* **ACTIVITY**:
Write out each line of the entries below that holds the word "rough".

* **Records contained in a dataset**:
= Beginning of Section =

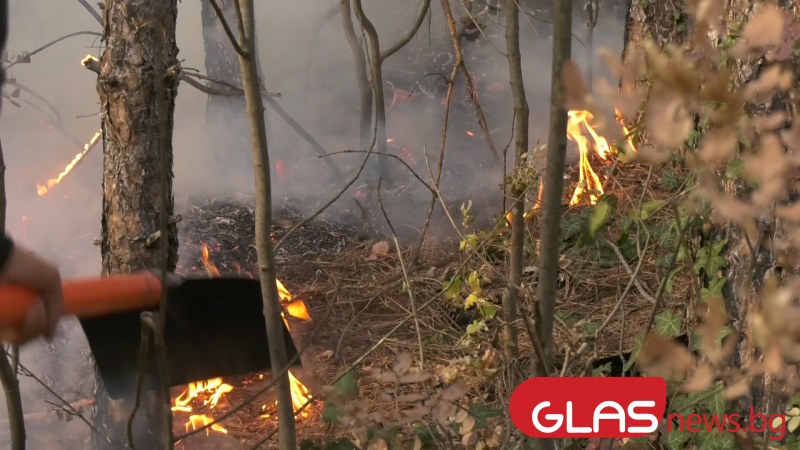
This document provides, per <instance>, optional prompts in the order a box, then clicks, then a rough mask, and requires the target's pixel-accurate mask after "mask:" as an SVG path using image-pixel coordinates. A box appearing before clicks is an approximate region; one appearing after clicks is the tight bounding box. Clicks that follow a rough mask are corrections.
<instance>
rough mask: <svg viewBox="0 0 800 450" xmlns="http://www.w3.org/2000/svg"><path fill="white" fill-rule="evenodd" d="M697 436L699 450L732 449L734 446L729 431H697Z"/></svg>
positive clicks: (734, 444) (732, 448)
mask: <svg viewBox="0 0 800 450" xmlns="http://www.w3.org/2000/svg"><path fill="white" fill-rule="evenodd" d="M697 438H698V440H700V441H701V442H700V445H699V448H700V449H701V450H732V449H734V448H736V447H735V443H734V440H733V436H731V433H727V432H726V433H720V432H719V431H713V432H711V433H699V434H698V435H697Z"/></svg>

= End of Section =

* **OUTPUT OF THE EXERCISE**:
This document provides, per <instance>, optional prompts in the order a box, then clicks, then a rough mask, and requires the target's pixel-accurate mask after "mask:" as an SVG path using image-pixel coordinates. A box appearing before clicks is an approximate region; one appearing after clicks is the tight bounding box. Clicks that follow a rough mask are corrections.
rough mask: <svg viewBox="0 0 800 450" xmlns="http://www.w3.org/2000/svg"><path fill="white" fill-rule="evenodd" d="M697 436L699 450L732 449L734 446L729 431H697Z"/></svg>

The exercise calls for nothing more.